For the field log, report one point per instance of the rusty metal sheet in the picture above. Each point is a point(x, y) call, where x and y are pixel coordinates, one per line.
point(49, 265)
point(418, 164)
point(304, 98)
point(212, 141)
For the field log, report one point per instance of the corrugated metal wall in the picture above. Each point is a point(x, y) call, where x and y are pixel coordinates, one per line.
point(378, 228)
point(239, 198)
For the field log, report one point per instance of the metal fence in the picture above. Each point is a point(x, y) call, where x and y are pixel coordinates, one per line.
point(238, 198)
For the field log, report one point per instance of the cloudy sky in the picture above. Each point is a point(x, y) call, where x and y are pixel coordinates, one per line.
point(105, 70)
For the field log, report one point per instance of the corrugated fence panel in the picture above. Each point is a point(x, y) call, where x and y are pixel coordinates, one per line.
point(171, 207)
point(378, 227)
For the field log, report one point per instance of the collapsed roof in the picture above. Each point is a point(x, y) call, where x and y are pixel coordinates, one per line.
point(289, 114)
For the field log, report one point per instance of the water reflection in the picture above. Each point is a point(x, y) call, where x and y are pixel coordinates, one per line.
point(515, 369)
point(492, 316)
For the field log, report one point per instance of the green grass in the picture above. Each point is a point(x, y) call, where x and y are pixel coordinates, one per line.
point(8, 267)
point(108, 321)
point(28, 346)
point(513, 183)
•••
What is being asked.
Reproduce all of the material above word for word, line by line, with no changes.

Task output.
For the field log, report one point per instance of the rusty metal sheet in the picture above. Each point is a point(x, y) call, where x and y are pixel coordinates, one per line.
point(49, 265)
point(418, 164)
point(304, 98)
point(212, 141)
For the field log, report one point per instance of the corrugated metal wall in the picture above. Each point is a point(x, y) call, where x and y are pixel coordinates, one per line.
point(378, 228)
point(239, 198)
For the field log, report one point per instance of the metal fence in the picture above. Each point is a point(x, y) call, where x and y are pixel coordinates, one per line.
point(238, 198)
For the field log, report one point per instance of the cloudy sky in the picture above. Each point is a point(x, y) call, where x and y are pixel coordinates, one per line.
point(105, 70)
For the field log, report one point per instance of the corrugated fence panel in the picture above. Each point is a point(x, y) call, where x and y are pixel coordinates, one per line.
point(171, 207)
point(378, 227)
For the field log, report one point per instance of the collapsed roof in the picture above. Each point is a point(x, y) call, where x and y are pixel coordinates, one per line.
point(289, 114)
For the field log, report one point per instance of the water reflection in the picture above. Each point is a point(x, y) call, where x and y are pixel coordinates, one per line.
point(515, 369)
point(492, 316)
For the field log, report one point per instance of the green grass in the picture above. Each point is a point(x, y) call, where x and y are pixel coordinates, one per line.
point(8, 267)
point(108, 321)
point(28, 346)
point(513, 183)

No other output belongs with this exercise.